#### [AIM]
Print the complete set of entries exactly.

(Object point labels)

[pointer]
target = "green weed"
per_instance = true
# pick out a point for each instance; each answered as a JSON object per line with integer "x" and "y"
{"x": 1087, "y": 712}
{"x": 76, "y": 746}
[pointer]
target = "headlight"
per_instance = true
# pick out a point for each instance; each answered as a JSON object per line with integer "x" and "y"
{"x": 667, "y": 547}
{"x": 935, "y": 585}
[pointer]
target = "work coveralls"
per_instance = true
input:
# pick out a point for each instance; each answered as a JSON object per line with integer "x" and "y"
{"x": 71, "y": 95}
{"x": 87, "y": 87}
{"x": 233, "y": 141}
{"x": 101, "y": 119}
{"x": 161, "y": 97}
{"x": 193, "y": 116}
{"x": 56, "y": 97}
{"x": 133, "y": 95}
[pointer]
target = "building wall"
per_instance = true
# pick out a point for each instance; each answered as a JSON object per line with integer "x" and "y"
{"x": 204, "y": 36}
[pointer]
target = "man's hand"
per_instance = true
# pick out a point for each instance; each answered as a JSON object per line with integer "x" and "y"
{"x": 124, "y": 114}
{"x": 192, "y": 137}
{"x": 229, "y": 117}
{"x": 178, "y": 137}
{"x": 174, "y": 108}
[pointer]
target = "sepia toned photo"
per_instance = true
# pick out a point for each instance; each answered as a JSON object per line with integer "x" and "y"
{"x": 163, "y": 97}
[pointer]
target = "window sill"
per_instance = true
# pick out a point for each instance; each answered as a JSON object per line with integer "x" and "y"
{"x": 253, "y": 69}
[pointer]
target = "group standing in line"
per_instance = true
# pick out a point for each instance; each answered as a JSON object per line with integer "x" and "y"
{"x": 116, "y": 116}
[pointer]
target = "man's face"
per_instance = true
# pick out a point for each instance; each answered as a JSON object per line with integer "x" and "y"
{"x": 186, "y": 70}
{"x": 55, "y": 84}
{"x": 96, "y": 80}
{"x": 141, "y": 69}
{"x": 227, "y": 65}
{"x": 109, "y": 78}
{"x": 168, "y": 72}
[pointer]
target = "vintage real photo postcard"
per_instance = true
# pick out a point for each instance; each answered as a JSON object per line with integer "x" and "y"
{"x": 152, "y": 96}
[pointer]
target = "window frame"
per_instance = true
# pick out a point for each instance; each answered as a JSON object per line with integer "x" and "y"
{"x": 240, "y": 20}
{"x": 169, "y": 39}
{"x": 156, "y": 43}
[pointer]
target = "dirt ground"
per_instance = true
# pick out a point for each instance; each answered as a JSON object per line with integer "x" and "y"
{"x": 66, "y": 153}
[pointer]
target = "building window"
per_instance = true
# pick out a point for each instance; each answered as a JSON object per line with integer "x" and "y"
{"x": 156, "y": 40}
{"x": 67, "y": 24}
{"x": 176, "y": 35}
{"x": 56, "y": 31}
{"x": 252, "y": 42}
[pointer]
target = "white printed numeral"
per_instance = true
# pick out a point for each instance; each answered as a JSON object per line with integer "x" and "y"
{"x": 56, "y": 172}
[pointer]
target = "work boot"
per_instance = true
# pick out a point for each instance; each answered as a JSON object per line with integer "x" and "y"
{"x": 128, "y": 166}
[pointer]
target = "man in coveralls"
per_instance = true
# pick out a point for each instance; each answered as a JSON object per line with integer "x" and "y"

#### [ANSWER FOR THE TASK]
[pointer]
target = "green weed"
per_instance = true
# pick out a point for each instance; each answered as a JSON object per line with integer "x" and "y"
{"x": 1087, "y": 712}
{"x": 76, "y": 746}
[pointer]
target = "headlight"
per_instance = true
# pick out a point for each instance; each answered as a JSON object per line with integer "x" and "y"
{"x": 667, "y": 547}
{"x": 935, "y": 585}
[pointer]
target = "work coveralls"
per_instance = true
input:
# pick out a point for each instance; each answered as a JSON object per line with integer "x" and "y"
{"x": 71, "y": 95}
{"x": 87, "y": 87}
{"x": 233, "y": 141}
{"x": 101, "y": 119}
{"x": 161, "y": 97}
{"x": 193, "y": 116}
{"x": 56, "y": 97}
{"x": 133, "y": 95}
[pointer]
target = "building wall"
per_instance = true
# pick out a point for each instance; each answered as a JSON object per line with integer "x" and "y"
{"x": 204, "y": 36}
[pointer]
target = "man's hand"
per_instance = true
# pick out a point for each instance; each answered as a JSON object per line with integer "x" and "y"
{"x": 124, "y": 114}
{"x": 192, "y": 137}
{"x": 229, "y": 117}
{"x": 178, "y": 137}
{"x": 174, "y": 108}
[pointer]
target = "sepia toned photo"
per_instance = true
# pick out a point for each instance; each answered as a JSON object per line with integer "x" and "y"
{"x": 163, "y": 97}
[pointer]
target = "window sill"
per_instance = true
# pick out a point for each instance; each answered as a JSON object per line with integer "x" and "y"
{"x": 253, "y": 69}
[pointer]
target = "group standing in line"
per_instance = true
# pick out a point for each instance; each answered as a JSON object per line with integer "x" and "y"
{"x": 116, "y": 116}
[pointer]
target = "man's face"
per_instance = true
# pick out a point for each instance; each answered as a JSON object per line with integer "x" and "y"
{"x": 186, "y": 70}
{"x": 55, "y": 84}
{"x": 96, "y": 80}
{"x": 141, "y": 69}
{"x": 227, "y": 65}
{"x": 109, "y": 78}
{"x": 168, "y": 72}
[pointer]
target = "vintage real photo postcard"
per_instance = true
# pick out a point for each instance; each answered as a JSON object per line with integer "x" and "y"
{"x": 152, "y": 96}
[pointer]
target = "window frame"
per_instance = true
# pick out a point for each instance; each answered as a JSON object per line with integer "x" and "y"
{"x": 240, "y": 20}
{"x": 169, "y": 39}
{"x": 156, "y": 43}
[pointer]
target = "dirt ground"
per_instance = true
# pick out a point for each instance; each answered as a JSON object per line with integer "x" and "y"
{"x": 66, "y": 153}
[pointer]
target = "building window"
per_instance = true
# pick out a point for each instance; each answered as a JSON object per line with integer "x" and "y"
{"x": 156, "y": 40}
{"x": 67, "y": 24}
{"x": 176, "y": 35}
{"x": 56, "y": 31}
{"x": 252, "y": 42}
[pointer]
target = "white printed numeral"
per_instance = true
# pick out a point for each instance; each answered as a JSON object per line with integer "x" and "y"
{"x": 56, "y": 172}
[pointer]
target = "work boot"
per_instance = true
# pick out a point for each instance; each answered as a JSON object per line with integer "x" and "y"
{"x": 128, "y": 166}
[pointer]
target = "man in coveralls"
per_instance = true
# pick out a point for each instance; each answered as a JSON object per line with integer "x" and "y"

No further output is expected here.